___ Texte fourni

Dans le même temps cependant, une candidature aux JO 2030 aurait le mérite de repositionner les États-Unis parmi les grands acteurs du sport mondial, d’autant plus en tenant compte de l’organisation à venir de la Coupe du Monde de football en 2026, conjointement avec le Mexique et le Canada. En l’espace de quatre années, le territoire américain pourrait ainsi figurer sur la première place de l’échiquier sportif, avec les trois plus grands événements accueillis dans un intervalle inédit.

Une façon de venir rappeler à l’Asie – et notamment au géant chinois – le statut des États-Unis, alors que le continent le plus peuplé de la planète a raflé une bonne partie des compétitions mondiales de ces vingt dernières années. Pour preuve, outre la Coupe du Monde de football 2002 en Corée du Sud et au Japon, et celle de rugby en 2019 (Japon), l’Asie a également été l’écrin de plusieurs éditions des Jeux Olympiques de la Jeunesse (JOJ) de Singapour (2010) à Nanjing (Chine, 2014), en passant prochainement par Gangwon (Corée du Sud, 2024), sans compter bien sûr les Jeux, avec Pékin 2008, et surtout l’incroyable triplé de PyeongChang 2018, Tokyo 2020 et Pékin 2022. Le tout, en ne négligeant pas nombre de Championnats du Monde (natation, athlétisme, etc.) reçus sur le territoire continental.

Vue de l’Utah Olympic Oval et des montagnes alentours (Crédits – Utah Olympic Legacy Foundation)

______

# [Exercices à traiter]
• a. Veuillez recopier le passage du texte sur les JO 2030 qui s'ouvre sur les mots contenant « Dans le même » et se ferme sur « un intervalle inédit. ».
• b. Poursuivez le texte sur les JO 2030 à partir de l'endroit où il s'arrête.
Les enregistrements ne servent à rien ici.

___ Données de l'exercice

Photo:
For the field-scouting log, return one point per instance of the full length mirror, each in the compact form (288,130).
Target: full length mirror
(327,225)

______
___ Données de l'exercice

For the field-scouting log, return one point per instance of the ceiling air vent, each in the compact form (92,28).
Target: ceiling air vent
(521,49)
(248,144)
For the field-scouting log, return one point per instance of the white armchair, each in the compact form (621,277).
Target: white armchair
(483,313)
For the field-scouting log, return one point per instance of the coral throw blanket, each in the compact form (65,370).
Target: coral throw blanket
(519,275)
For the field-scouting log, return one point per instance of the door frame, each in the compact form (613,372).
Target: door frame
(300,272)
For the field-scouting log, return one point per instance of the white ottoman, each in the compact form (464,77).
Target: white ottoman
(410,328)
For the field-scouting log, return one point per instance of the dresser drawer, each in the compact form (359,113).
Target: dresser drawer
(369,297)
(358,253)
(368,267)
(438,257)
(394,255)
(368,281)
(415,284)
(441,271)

______
___ Données de l'exercice

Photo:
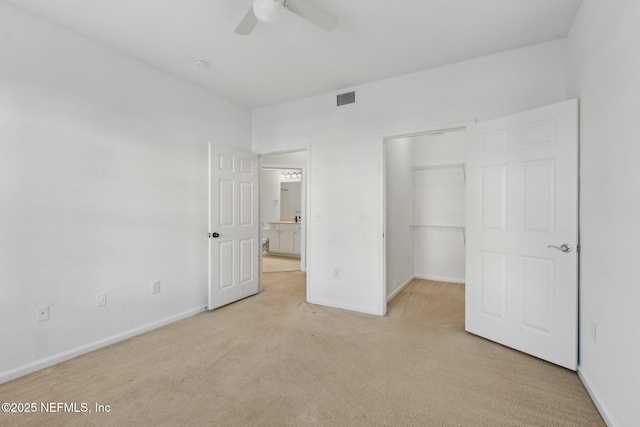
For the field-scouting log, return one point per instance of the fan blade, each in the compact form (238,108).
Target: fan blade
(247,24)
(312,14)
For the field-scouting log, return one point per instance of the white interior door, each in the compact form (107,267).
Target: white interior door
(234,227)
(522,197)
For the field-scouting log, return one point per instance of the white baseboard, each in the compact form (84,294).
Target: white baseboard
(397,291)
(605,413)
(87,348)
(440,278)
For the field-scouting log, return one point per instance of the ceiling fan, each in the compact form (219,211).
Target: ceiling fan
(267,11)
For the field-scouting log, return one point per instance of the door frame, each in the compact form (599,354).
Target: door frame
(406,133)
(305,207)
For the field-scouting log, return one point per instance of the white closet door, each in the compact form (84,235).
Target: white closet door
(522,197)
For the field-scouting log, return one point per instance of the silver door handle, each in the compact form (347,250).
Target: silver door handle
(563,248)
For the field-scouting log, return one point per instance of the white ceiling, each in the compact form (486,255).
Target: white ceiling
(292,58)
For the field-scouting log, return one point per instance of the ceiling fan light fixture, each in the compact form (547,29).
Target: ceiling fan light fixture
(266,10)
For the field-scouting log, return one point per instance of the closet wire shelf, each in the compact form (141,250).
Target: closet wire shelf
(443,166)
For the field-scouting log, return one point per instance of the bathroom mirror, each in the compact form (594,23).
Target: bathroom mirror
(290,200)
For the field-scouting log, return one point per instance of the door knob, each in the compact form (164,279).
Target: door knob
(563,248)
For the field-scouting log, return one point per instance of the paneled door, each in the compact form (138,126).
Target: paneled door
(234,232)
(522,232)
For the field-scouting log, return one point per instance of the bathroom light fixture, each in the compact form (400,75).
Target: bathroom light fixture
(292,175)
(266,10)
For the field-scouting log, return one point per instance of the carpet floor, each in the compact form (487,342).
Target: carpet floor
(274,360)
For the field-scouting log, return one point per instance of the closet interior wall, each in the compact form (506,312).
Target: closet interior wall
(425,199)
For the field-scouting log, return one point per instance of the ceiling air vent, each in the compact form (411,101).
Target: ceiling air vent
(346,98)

______

# [Réponses dans l'ordre]
• a.
Dans le même temps cependant, une candidature aux JO 2030 aurait le mérite de repositionner les États-Unis parmi les grands acteurs du sport mondial, d’autant plus en tenant compte de l’organisation à venir de la Coupe du Monde de football en 2026, conjointement avec le Mexique et le Canada. En l’espace de quatre années, le territoire américain pourrait ainsi figurer sur la première place de l’échiquier sportif, avec les trois plus grands événements accueillis dans un intervalle inédit.

• b.
Quoiqu’il en soit, la détermination de Salt Lake City est intacte. Il faut dire que la Ville Hôte des JO 2002 est prête à se lancer à l’assaut des anneaux olympiques depuis 2012, développant inlassablement ses arguments qui ne peuvent in fine que séduire : la qualité et l’utilisation maintenu des installations héritées des Jeux de 2002, le soutien populaire au zénith (87%), un appui institutionnel et politique transpartisan remarqué et un budget prévisionnel d’environ 2,2 milliards de dollars.

Aussi, comme l’a affirmé Fraser Bullock, Directeur Général du Comité SLC – Utah en marge de la visite à Lausanne cette semaine :

Ils savent que nous aimerions certainement organiser les Jeux le plus tôt possible.

Notre position est que nous organiserons des Jeux lorsque cela sera dans le meilleur intérêt du Mouvement Olympique et que toutes les pièces s’emboîteront du mieux que nous pourrons.

Nous essayons de faire en sorte que ces pièces s’emboîtent dès que possible.

L’été 2022 pourrait donc permettre de décanter une situation complexe où les enjeux – qui dépassent le seul cadre sportif – se chiffrent en milliards de dollars.

A l’automne, les choses pourraient alors s’accélérer, le CIO prévoyant d’établir un dialogue ciblé avec une ou des prétendantes à compter du mois de décembre 2022. A ce moment-là, dans les arcanes du pouvoir olympique, une décision formelle pour 2030 ou 2034 pourrait se dessiner.

Conscient que son destin n’est pas non plus entièrement entre ses mains, Salt Lake City avance dès lors en position de bonne élève, qui écoute les conseils et peaufine son projet.

Ainsi que l’a exposé Fraser Bullock en toute humilité :

Tout dépend du CIO. Nous nous contentons de baisser la tête, de faire notre meilleure proposition et de les laisser suivre leur processus.

L’une des choses que nous avons ressenties en particulier [au cours de la visite au CIO], est le sens du partenariat.

Nous voulons tous faire ce qu’il y a de mieux pour le Mouvement Olympique, et cela se traduit par le fait que nous voulons tous être ensemble dans ce voyage.

Vue de la Maison Olympique, siège du CIO à Lausanne, Suisse (Crédits – IOC / Greg Martin)

Face à deux projets techniquement solides, issus de villes déjà auréolées des anneaux olympiques – Salt Lake City et Sapporo -, le CIO pourrait aussi faire le choix, en mai 2023 lors de sa 140ème Session, de désigner l’hôte des Jeux de 2030 et l’hôte de l’édition de 2034.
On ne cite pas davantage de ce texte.